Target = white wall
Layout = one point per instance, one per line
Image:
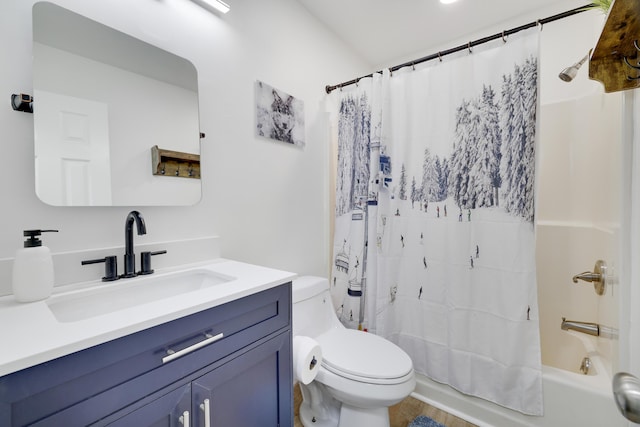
(268, 201)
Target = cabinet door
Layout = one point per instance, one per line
(251, 390)
(169, 410)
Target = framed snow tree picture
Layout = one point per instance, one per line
(279, 116)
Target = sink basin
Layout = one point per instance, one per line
(127, 293)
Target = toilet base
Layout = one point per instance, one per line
(349, 417)
(371, 417)
(309, 419)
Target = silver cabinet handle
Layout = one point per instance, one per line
(184, 419)
(206, 408)
(176, 354)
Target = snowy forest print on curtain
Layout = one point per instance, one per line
(436, 173)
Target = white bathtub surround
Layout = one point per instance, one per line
(570, 399)
(448, 272)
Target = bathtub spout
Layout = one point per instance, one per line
(584, 327)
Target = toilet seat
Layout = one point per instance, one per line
(364, 357)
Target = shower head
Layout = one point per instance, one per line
(570, 73)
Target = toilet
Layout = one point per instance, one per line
(361, 374)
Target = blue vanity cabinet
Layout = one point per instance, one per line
(169, 410)
(245, 374)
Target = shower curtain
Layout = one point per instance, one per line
(434, 239)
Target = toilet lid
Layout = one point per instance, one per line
(363, 355)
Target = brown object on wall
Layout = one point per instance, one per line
(174, 163)
(615, 61)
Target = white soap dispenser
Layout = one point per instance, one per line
(33, 269)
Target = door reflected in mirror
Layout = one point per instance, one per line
(102, 100)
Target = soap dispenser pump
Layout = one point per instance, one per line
(33, 269)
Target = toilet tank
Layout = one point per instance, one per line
(313, 311)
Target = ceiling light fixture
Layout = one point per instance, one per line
(217, 5)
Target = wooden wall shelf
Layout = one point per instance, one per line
(620, 39)
(174, 163)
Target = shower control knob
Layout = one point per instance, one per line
(598, 277)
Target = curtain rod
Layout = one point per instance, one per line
(469, 45)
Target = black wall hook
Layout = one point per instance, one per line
(22, 102)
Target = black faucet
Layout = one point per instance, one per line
(129, 256)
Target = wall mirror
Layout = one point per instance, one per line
(102, 101)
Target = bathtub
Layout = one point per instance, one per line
(570, 397)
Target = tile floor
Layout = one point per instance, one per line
(401, 414)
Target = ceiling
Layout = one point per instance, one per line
(388, 32)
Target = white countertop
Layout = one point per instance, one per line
(30, 333)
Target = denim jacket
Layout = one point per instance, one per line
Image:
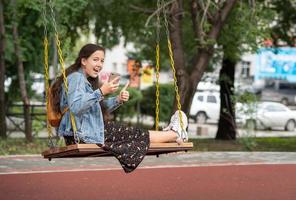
(84, 103)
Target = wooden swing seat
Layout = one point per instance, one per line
(93, 150)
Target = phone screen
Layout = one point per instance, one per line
(113, 76)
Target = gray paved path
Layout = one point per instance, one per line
(36, 164)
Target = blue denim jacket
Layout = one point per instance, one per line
(83, 102)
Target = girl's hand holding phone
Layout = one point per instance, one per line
(111, 86)
(124, 94)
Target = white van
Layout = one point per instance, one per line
(205, 106)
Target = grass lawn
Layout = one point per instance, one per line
(14, 146)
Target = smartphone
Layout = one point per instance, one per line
(113, 75)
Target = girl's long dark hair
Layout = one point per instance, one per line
(56, 89)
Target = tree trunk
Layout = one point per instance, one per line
(2, 75)
(21, 77)
(178, 52)
(205, 53)
(227, 125)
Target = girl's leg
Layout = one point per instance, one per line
(162, 136)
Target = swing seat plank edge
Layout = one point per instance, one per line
(92, 150)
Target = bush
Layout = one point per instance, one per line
(166, 96)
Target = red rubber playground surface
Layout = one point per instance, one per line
(234, 182)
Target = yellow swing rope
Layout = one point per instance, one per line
(172, 66)
(63, 71)
(46, 73)
(157, 71)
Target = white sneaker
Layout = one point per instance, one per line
(175, 125)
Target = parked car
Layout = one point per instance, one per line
(268, 115)
(205, 105)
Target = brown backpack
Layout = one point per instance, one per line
(54, 118)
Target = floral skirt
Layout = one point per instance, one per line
(128, 144)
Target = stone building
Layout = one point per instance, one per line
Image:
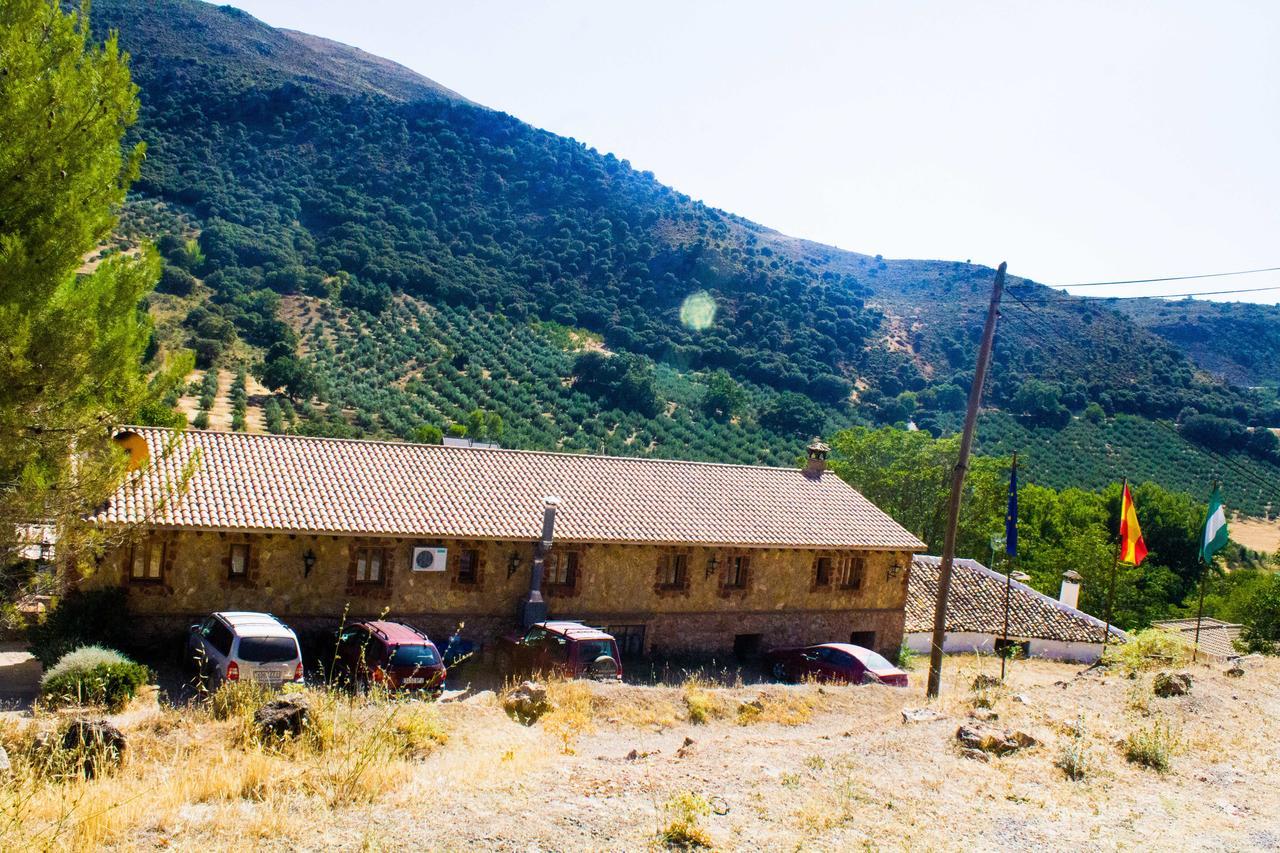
(671, 556)
(1038, 624)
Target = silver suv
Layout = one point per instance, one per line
(245, 647)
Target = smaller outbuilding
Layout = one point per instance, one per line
(1038, 624)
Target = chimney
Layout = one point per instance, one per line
(1070, 594)
(817, 463)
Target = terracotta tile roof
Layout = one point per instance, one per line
(1216, 637)
(360, 487)
(977, 603)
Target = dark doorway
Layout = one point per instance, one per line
(746, 646)
(867, 639)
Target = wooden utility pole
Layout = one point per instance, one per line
(970, 423)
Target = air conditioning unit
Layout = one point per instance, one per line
(430, 559)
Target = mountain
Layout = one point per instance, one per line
(327, 211)
(1235, 341)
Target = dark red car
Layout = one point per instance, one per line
(391, 655)
(835, 662)
(570, 649)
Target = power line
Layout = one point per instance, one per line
(1162, 296)
(1225, 460)
(1173, 278)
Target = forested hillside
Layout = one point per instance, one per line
(396, 260)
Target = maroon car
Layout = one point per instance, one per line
(570, 649)
(835, 662)
(391, 655)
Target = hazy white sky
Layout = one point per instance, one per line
(1078, 141)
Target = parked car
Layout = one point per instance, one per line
(835, 662)
(570, 649)
(241, 646)
(394, 656)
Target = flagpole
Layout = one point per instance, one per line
(1206, 564)
(1111, 588)
(1009, 579)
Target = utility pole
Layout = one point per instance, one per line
(970, 423)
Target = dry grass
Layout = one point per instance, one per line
(617, 766)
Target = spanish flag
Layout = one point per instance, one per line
(1133, 550)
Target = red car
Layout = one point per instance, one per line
(392, 655)
(835, 662)
(570, 649)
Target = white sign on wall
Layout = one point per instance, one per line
(430, 559)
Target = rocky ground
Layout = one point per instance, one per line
(769, 767)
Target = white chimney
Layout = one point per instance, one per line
(1070, 594)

YOUR INSTRUCTIONS:
Exclude all images and restate the records above word for word.

ANSWER TO THE TASK:
Target = white wall
Layout = one point per instance, one per line
Image:
(268, 201)
Target = cabinet door
Layout = one point per instance, one per line
(251, 390)
(169, 410)
Target = framed snow tree picture
Layout = one point per instance, one per line
(279, 116)
Target = sink basin
Layout = one point per instance, one per line
(127, 293)
Target = toilet base
Layout = one point per instance, one per line
(349, 417)
(371, 417)
(309, 419)
Target = silver cabinet handle
Layout = one point per instance, one per line
(184, 419)
(206, 408)
(176, 354)
Target = snowy forest print on curtain
Layout = one point per instance, one per line
(436, 173)
Target = white bathtub surround
Layout = one point per instance, one per line
(570, 399)
(448, 272)
Target = bathtub spout
Layout = one point per instance, one per line
(584, 327)
Target = toilet seat
Layout = one point per instance, one per line
(364, 357)
Target = shower head
Layout = one point per instance, one per line
(570, 73)
Target = toilet
Layout = one point per instance, one per line
(361, 374)
Target = blue vanity cabinet
Layout = one point per instance, one per line
(169, 410)
(245, 374)
Target = shower curtain
Layout = one point per instance, one per line
(434, 239)
Target = toilet lid
Layout = one point per instance, one per line
(363, 355)
Target = brown object on wall
Layout = one point per instance, one per line
(174, 163)
(615, 61)
Target = white soap dispenser
Layout = one point per instance, one per line
(33, 269)
Target = door reflected in mirror
Layout = one point per instance, one per line
(102, 100)
Target = soap dispenser pump
Layout = one point per instance, one per line
(33, 269)
Target = toilet tank
Layout = one point per instance, one per line
(313, 311)
Target = ceiling light fixture
Layout = one point per instance, one per line
(217, 5)
Target = wooden wall shelf
Layout = one point per instance, one per line
(620, 39)
(174, 163)
Target = shower control knob
Layout = one point per instance, one per line
(598, 277)
Target = curtain rod
Layout = one point per instance, one per line
(469, 45)
Target = black wall hook
Layout = one point per instance, one per line
(22, 102)
Target = black faucet
Layout = one point per instance, one per line
(129, 256)
Target = wall mirror
Layout = one point per instance, one per line
(102, 101)
Target = bathtub
Layout = one point per instance, one per line
(570, 397)
Target = tile floor
Layout = one point per instance, one per line
(401, 414)
Target = ceiling
Layout = one point per instance, one per line
(388, 32)
Target = white countertop
Layout = one point per instance, one per line
(30, 333)
Target = denim jacket
Layout = one point per instance, one per line
Image:
(84, 103)
Target = wooden swing seat
Layout = one point per instance, one per line
(93, 150)
Target = phone screen
Layout = one point per instance, one per line
(113, 76)
Target = gray paved path
Layout = one point per instance, one per line
(36, 164)
Target = blue denim jacket
Layout = one point per instance, one per line
(83, 102)
Target = girl's hand holding phone
Layout = one point per instance, one per line
(111, 86)
(124, 94)
Target = white van
Layout = one point per instance, one per line
(205, 106)
Target = grass lawn
Layout = one point per instance, one per line
(14, 146)
Target = smartphone
Layout = one point per instance, one per line
(113, 75)
Target = girl's long dark hair
Layout = one point per instance, one per line
(56, 89)
Target = tree trunk
Layout = one point per instance, one per line
(2, 75)
(21, 77)
(178, 52)
(205, 53)
(227, 125)
Target = girl's leg
Layout = one point per instance, one per line
(162, 136)
Target = swing seat plank edge
Layout = one point per instance, one per line
(92, 150)
Target = bush
Layout = one point per instance, one per line
(166, 96)
Target = red rubber playground surface
Layout = one point per instance, one per line
(234, 182)
Target = yellow swing rope
Layout = one point per instance, one per line
(172, 66)
(63, 71)
(46, 73)
(157, 71)
Target = white sneaker
Layout = one point per instance, one per line
(175, 125)
Target = parked car
Layout = one point per instance, one per line
(268, 115)
(205, 105)
Target = brown backpack
Layout = one point per instance, one per line
(54, 118)
Target = floral skirt
Layout = one point per instance, one per line
(128, 144)
Target = stone building
Layout = one point per instance, one per line
Image:
(671, 556)
(1038, 624)
Target = silver suv
Layout = one point per instance, one per line
(245, 647)
Target = smaller outbuilding
Layout = one point per instance, one per line
(1038, 624)
Target = chimney
Layout = one point per instance, one per line
(1070, 594)
(817, 463)
Target = terracotta tile roof
Layout = one point per instance, one per line
(1216, 637)
(360, 487)
(977, 603)
Target = dark doorway
Layout = one point per instance, one per line
(746, 646)
(867, 639)
Target = wooden utility pole
Layout = one point per instance, one per line
(970, 423)
Target = air conditioning unit
Layout = one point per instance, one per line
(430, 559)
Target = mountain
Layout = one point per instance, one per line
(327, 211)
(1235, 341)
Target = dark red car
Layout = one point per instance, one per line
(391, 655)
(835, 662)
(570, 649)
Target = power line
Layout = one point per instance, one per line
(1162, 296)
(1225, 460)
(1173, 278)
Target = forested hillside
Layout = one point per instance, one per line
(396, 260)
Target = maroon car
Layout = one point per instance, one per line
(570, 649)
(835, 662)
(391, 655)
Target = hazy white sky
Layout = one point per instance, one per line
(1078, 141)
Target = parked car
Layout = one point per instance, one per line
(835, 662)
(570, 649)
(241, 646)
(394, 656)
Target = flagpole
Layout = one point per instance, one per line
(1206, 564)
(1111, 588)
(1009, 579)
Target = utility pole
Layout = one point per instance, one per line
(970, 423)
Target = dry grass
Layout = one point per instance, one per line
(617, 766)
Target = spanish flag
Layout = one point per instance, one per line
(1133, 550)
Target = red car
Layout = one point per instance, one per line
(392, 655)
(835, 662)
(570, 649)
Target = white sign on wall
Layout = one point per instance, one per line
(430, 559)
Target = rocky ground
Layout = one point per instance, one per line
(769, 767)
Target = white chimney
Layout = one point per instance, one per line
(1070, 594)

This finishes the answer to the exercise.